PROBLEM DESCRIPTION
Quote the entries below from the line with "Target: malamute dog" through the line with "Target: black nose", both ends included, and only those lines.
DATA FOR REVIEW section start
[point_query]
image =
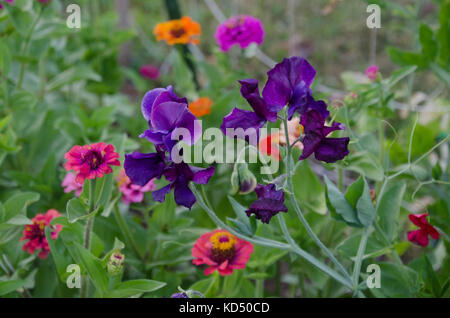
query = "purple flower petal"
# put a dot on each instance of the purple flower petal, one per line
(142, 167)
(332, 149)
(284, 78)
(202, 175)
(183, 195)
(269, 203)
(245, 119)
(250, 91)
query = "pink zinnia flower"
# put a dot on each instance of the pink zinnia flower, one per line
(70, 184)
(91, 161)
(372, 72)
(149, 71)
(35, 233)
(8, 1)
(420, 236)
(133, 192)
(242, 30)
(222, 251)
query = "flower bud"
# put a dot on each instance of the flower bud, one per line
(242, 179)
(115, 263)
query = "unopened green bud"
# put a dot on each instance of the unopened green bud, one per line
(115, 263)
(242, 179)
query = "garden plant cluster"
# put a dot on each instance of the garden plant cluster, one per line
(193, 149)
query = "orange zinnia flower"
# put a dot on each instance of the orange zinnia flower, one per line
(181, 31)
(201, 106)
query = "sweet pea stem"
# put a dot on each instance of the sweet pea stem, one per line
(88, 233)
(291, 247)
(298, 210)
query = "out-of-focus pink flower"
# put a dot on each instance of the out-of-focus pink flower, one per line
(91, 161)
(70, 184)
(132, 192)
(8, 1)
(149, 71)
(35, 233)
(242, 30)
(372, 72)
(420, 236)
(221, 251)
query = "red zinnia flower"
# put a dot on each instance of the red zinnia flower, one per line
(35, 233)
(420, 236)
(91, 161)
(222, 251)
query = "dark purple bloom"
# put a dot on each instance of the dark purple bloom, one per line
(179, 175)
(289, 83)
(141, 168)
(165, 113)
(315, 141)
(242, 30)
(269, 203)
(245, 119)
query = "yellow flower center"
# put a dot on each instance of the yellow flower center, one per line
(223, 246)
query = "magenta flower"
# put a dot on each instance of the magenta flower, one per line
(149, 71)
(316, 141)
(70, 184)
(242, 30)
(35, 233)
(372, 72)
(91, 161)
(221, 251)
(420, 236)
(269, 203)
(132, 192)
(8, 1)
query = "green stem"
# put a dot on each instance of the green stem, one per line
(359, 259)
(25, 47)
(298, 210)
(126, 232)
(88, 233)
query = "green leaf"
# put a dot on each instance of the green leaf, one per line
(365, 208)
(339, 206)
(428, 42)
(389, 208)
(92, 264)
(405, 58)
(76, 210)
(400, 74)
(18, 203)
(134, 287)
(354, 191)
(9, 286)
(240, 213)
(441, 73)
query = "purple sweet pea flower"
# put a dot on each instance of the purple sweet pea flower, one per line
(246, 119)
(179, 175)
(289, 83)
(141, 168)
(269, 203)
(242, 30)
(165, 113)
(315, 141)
DATA FOR REVIEW section end
DATA FOR REVIEW section start
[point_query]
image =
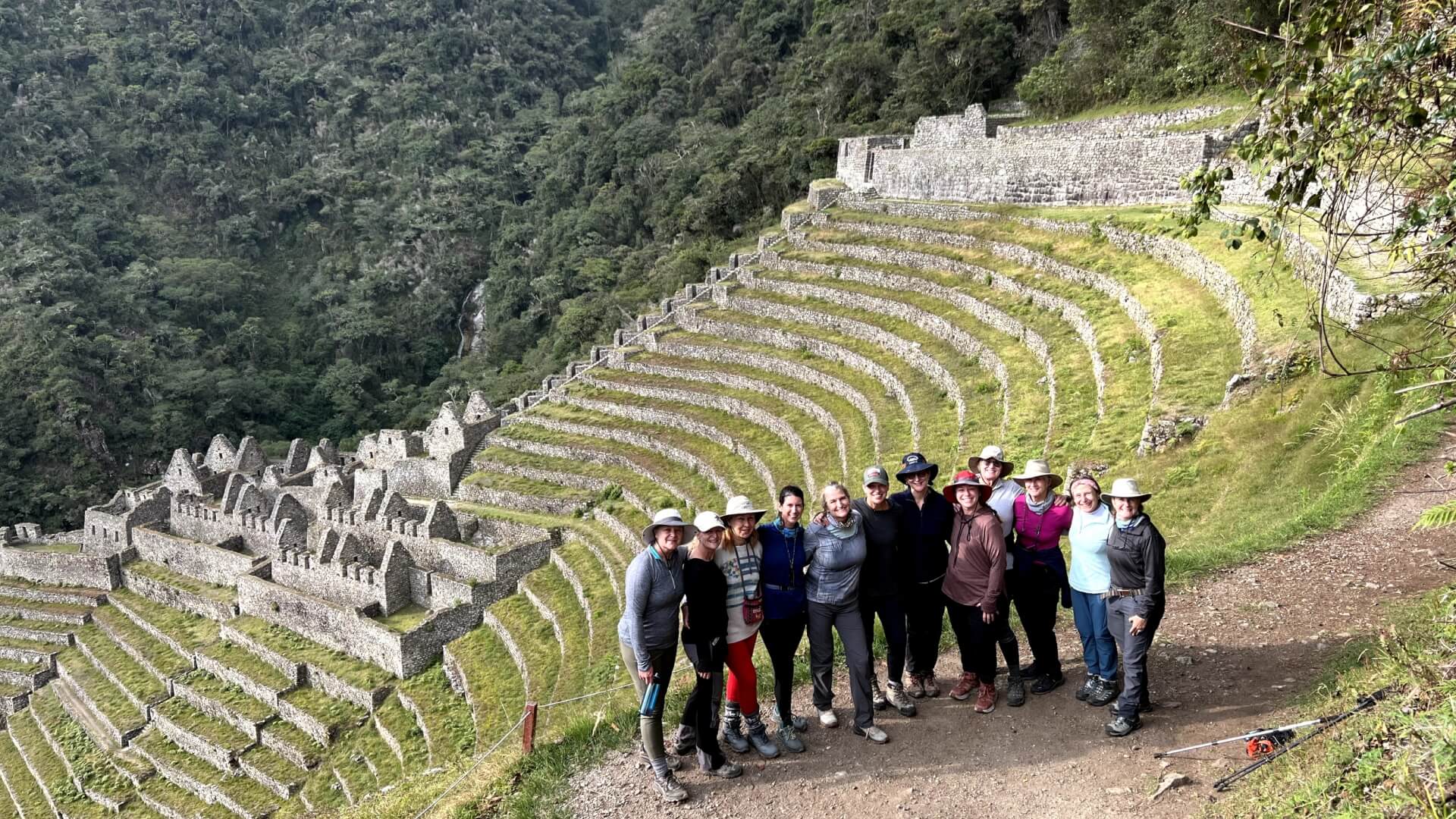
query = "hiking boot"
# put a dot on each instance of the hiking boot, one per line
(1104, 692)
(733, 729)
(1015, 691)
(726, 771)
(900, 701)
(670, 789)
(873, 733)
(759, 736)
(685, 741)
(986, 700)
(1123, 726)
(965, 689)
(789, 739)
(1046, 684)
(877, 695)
DATA FOR REVIEW section end
DATA FOR REVIEW section start
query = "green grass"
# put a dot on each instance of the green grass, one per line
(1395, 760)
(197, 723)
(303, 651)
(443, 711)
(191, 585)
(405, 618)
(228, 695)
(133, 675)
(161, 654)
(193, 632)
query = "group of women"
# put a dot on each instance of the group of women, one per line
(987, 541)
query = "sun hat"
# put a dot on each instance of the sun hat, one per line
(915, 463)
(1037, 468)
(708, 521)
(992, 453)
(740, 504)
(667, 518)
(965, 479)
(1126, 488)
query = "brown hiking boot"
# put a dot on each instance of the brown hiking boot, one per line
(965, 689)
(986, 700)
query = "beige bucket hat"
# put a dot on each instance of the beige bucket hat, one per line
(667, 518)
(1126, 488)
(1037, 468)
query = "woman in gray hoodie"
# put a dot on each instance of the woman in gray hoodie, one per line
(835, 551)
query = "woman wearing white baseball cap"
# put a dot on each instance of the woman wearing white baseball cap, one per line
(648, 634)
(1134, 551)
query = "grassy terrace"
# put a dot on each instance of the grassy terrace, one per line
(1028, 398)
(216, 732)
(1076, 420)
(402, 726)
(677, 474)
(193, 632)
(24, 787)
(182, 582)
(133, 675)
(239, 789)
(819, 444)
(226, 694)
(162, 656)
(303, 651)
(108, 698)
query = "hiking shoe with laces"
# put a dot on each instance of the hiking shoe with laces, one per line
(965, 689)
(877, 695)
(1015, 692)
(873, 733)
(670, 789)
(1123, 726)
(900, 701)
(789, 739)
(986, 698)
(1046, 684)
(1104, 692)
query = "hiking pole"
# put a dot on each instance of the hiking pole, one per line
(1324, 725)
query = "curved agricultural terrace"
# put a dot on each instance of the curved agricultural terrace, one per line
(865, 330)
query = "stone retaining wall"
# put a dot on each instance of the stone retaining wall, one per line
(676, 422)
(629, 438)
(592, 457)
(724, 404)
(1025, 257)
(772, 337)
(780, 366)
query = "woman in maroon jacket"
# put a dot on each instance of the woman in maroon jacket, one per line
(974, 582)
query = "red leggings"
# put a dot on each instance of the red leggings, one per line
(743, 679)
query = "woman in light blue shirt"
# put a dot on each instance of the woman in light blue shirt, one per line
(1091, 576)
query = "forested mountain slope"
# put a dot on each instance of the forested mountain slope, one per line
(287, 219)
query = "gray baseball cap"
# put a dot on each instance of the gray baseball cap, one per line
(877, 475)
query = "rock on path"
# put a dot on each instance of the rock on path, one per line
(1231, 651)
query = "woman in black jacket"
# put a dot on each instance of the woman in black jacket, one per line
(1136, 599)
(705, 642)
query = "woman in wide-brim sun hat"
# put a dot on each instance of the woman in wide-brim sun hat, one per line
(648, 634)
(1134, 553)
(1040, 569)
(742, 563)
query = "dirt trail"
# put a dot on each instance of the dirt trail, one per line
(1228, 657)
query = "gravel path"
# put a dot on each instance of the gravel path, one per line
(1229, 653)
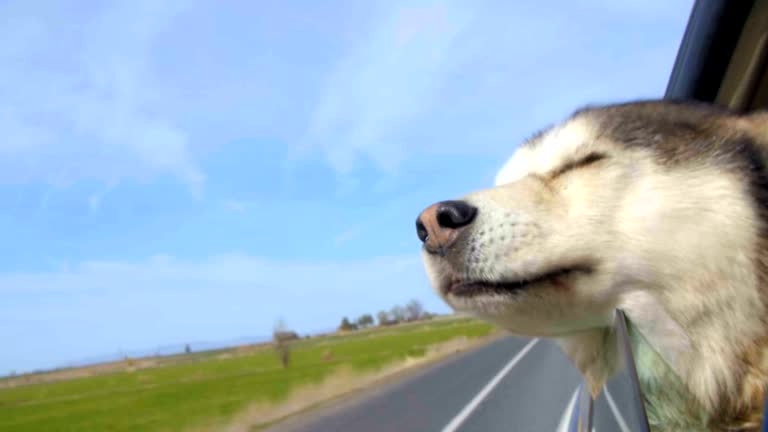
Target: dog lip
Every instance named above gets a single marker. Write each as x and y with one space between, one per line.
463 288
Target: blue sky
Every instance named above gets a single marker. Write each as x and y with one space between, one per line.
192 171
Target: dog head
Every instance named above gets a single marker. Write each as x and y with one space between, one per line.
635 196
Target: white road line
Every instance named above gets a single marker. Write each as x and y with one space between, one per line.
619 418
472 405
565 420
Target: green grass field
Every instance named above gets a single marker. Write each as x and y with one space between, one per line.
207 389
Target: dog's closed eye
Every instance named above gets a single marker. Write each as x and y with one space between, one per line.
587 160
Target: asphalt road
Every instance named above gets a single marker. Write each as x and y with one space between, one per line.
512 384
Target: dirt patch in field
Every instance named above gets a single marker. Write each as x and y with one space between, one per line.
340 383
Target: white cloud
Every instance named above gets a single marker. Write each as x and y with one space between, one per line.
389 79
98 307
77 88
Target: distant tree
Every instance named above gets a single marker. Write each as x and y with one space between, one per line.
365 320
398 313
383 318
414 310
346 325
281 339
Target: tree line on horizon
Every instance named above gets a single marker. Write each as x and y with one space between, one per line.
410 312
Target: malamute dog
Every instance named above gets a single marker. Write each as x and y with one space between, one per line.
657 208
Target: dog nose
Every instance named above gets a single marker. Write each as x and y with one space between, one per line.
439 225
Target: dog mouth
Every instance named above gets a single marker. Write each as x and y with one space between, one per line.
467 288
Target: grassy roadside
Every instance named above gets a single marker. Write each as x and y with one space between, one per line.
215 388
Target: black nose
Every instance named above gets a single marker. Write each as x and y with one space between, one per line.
DATA FOR REVIEW section end
RESULT BELOW
Target: malamute dog
Every instance named above gets a single marker. Write each as x and y with one space between, one per line.
657 208
Target: dog nose
Every instance named above gets a single marker. Write each as x and y with one space between, one per line.
439 225
Target: dog mouth
Every instance named above gets a single marker. Write each as x and y with one space between, one per line.
467 288
Target: grassy roadside
Every instance named above gets a single marker. Write each as x and y with one space between, one per line.
215 388
Target: black nose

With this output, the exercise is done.